GIVEN REQUEST A: Transcribe the stretch from "In a raid, the" through "in fire/voidzones etc." in the forum post about a DPS rotation bot.
GIVEN REQUEST B: Extend the forum post about a DPS rotation bot with the part that comes next, starting after its final sentence.

READING TEXT:
####

# Forum > World of Warcraft > World of Warcraft Bots and Programs > WoW Bots Questions & Requests >  DPS Rotation Bot

## theoryaction

I'm looking for a quality DPS rotation bot. Searching, I found one called Doctor Rotation, but I don't think it will work for what I need. Lazybot looks like it might work, but it isn't designed for raiding. I want something that can read spell ids, monitor my mana pool, refresh DoTs, and possibly even cast only instant spells when I'm moving.

If you're not understanding what I'd like to use it for, then let me give you an example:

In a raid, the tank pulls the boss, and I run in on my Warlock, hit F10 to start the bot, and the bot starts casting my rotation (Soul Fire, Immolate, Hand of Gul'dan, etc). I would need complete control over my character's movement, to make sure I'm not standing in fire/voidzones etc.

####

RECORD EXTRACTS:
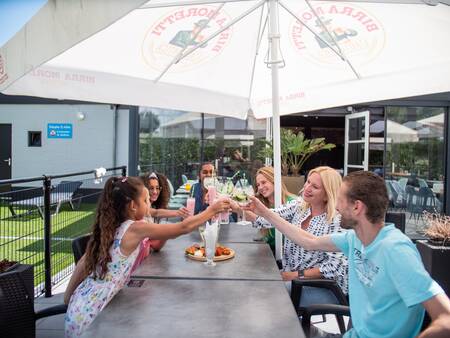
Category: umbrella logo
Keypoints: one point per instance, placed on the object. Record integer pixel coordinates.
(182, 30)
(3, 75)
(357, 32)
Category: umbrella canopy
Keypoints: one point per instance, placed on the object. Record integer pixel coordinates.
(433, 121)
(130, 52)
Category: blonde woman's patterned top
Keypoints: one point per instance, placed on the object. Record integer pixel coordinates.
(332, 265)
(92, 295)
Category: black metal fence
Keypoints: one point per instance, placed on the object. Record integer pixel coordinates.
(40, 216)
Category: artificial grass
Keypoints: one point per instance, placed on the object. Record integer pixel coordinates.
(22, 238)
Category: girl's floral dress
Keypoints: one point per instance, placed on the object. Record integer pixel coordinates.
(91, 296)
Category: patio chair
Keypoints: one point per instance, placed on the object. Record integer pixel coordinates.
(63, 192)
(17, 315)
(414, 202)
(296, 294)
(398, 195)
(338, 310)
(176, 201)
(79, 246)
(398, 218)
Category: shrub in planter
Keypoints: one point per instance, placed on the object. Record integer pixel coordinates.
(438, 230)
(435, 251)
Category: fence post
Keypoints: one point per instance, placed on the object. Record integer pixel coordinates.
(47, 237)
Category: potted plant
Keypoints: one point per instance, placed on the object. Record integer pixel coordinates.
(435, 251)
(298, 151)
(295, 151)
(301, 148)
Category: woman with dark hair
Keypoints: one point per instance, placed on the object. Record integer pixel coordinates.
(158, 188)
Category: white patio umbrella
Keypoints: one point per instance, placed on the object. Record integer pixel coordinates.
(223, 57)
(433, 121)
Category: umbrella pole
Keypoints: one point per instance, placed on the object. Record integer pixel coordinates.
(274, 38)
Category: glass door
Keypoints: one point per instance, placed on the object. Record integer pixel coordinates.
(356, 147)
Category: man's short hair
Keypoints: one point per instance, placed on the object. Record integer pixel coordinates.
(370, 189)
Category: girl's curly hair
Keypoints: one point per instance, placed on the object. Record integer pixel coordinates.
(112, 210)
(162, 201)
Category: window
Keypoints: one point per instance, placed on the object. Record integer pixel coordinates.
(34, 138)
(415, 161)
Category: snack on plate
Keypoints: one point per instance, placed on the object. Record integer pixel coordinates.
(198, 251)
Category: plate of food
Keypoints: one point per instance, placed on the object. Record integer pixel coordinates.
(197, 253)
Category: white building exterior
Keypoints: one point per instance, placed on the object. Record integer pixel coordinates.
(95, 142)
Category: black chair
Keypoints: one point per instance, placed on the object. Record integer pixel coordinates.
(79, 245)
(398, 218)
(296, 294)
(338, 310)
(17, 315)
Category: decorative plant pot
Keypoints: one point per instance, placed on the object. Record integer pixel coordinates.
(435, 259)
(284, 169)
(294, 183)
(439, 242)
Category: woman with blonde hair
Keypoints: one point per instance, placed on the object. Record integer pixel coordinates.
(264, 191)
(314, 211)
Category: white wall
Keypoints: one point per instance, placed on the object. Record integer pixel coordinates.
(91, 145)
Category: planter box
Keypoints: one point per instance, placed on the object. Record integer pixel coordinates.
(294, 183)
(436, 261)
(17, 302)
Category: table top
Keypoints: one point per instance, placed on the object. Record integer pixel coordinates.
(199, 308)
(232, 233)
(251, 262)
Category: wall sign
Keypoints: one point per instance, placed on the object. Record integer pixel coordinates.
(59, 130)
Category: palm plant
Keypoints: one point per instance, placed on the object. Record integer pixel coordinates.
(301, 148)
(295, 150)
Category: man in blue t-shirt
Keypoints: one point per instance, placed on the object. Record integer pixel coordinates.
(389, 289)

####

RIGHT ANSWER A:
In a raid, the tank pulls the boss, and I run in on my Warlock, hit F10 to start the bot, and the bot starts casting my rotation (Soul Fire, Immolate, Hand of Gul'dan, etc). I would need complete control over my character's movement, to make sure I'm not standing in fire/voidzones etc.

RIGHT ANSWER B:
I think with a good behavior set up, a bot could take care of the science of maximum DPS, while I worry about more important things like positioning, yelling at n00bs in vent, bragging about being top DPS, and of course getting my epics.

Thanks for any suggestions.

----------


## biorpg

You can accomplish this with a combination of macros and a programmable keyboard as long as your class/spec doesn't have certain types of procs or stacking buffs that it relies on for max dps. (ex. ret pallies cannot anymore b/c of holy power)

----------


## theoryaction

Yeah, I think my g15 keyboard will help somewhat.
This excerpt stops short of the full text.